(Bounding box annotation entries)

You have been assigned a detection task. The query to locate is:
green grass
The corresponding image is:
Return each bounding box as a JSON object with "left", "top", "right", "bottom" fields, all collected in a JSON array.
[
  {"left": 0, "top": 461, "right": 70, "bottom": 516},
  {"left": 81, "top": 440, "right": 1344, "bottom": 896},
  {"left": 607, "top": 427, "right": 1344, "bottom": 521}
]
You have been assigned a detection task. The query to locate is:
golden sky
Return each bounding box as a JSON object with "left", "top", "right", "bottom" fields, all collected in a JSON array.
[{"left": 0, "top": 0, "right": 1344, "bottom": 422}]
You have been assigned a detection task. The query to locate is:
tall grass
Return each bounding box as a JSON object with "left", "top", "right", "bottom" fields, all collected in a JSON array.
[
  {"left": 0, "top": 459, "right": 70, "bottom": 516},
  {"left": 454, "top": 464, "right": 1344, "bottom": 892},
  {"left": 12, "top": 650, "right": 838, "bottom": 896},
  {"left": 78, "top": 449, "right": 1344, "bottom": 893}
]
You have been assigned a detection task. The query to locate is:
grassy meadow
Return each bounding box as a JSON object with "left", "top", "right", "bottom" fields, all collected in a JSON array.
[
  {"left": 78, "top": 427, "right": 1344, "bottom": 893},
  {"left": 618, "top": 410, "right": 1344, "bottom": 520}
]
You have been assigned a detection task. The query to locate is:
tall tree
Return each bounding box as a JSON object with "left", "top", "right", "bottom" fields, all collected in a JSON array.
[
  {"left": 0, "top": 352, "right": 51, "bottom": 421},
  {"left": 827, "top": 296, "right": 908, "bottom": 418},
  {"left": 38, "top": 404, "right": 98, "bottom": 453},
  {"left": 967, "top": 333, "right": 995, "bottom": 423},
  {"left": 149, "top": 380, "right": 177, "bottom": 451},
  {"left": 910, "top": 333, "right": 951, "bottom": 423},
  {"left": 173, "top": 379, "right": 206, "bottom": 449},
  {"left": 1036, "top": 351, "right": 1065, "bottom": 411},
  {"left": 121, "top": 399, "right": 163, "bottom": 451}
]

*INSTRUCTIONS TO FOLLOW*
Reproduce all of the data above verbatim, with no changes.

*WORKED ANSWER*
You have been assigned a detection task. The query to locate is:
green grass
The corresponding image is:
Return each bounding box as a JSON object with "left", "top", "right", "bottom" fields, all collected in a JSON array.
[
  {"left": 0, "top": 461, "right": 70, "bottom": 516},
  {"left": 81, "top": 440, "right": 1344, "bottom": 896},
  {"left": 607, "top": 427, "right": 1344, "bottom": 521}
]
You have been assigned a detection task. The query to locate is:
golden sky
Return each bounding box as a JSON object with "left", "top", "right", "bottom" fields, all collected in a JSON array.
[{"left": 0, "top": 0, "right": 1344, "bottom": 422}]
You have been assigned a detection task. The query to locate is:
tall grass
Return each bounding box as a JSON object with "left", "top", "right", "bottom" fields, all collected in a JSON array.
[
  {"left": 0, "top": 459, "right": 70, "bottom": 516},
  {"left": 454, "top": 464, "right": 1344, "bottom": 892},
  {"left": 12, "top": 650, "right": 838, "bottom": 896},
  {"left": 78, "top": 449, "right": 1344, "bottom": 893}
]
You have been assigned a detection task. The query to locate is:
grassy meadow
Return each bounding box as a JSON object with "left", "top", "right", "bottom" fields, all collected in a JSON array.
[
  {"left": 78, "top": 427, "right": 1344, "bottom": 893},
  {"left": 618, "top": 410, "right": 1344, "bottom": 520}
]
You have been assigned a detection task. The query to locate is:
tall tree
Return each bounding box as a JSON object with "left", "top", "right", "bottom" fields, all collected in a JSON array.
[
  {"left": 0, "top": 352, "right": 51, "bottom": 421},
  {"left": 827, "top": 296, "right": 908, "bottom": 418},
  {"left": 38, "top": 404, "right": 98, "bottom": 453},
  {"left": 967, "top": 333, "right": 995, "bottom": 423},
  {"left": 149, "top": 380, "right": 177, "bottom": 451},
  {"left": 910, "top": 333, "right": 951, "bottom": 423},
  {"left": 173, "top": 379, "right": 206, "bottom": 449},
  {"left": 1036, "top": 351, "right": 1065, "bottom": 411},
  {"left": 121, "top": 399, "right": 163, "bottom": 451}
]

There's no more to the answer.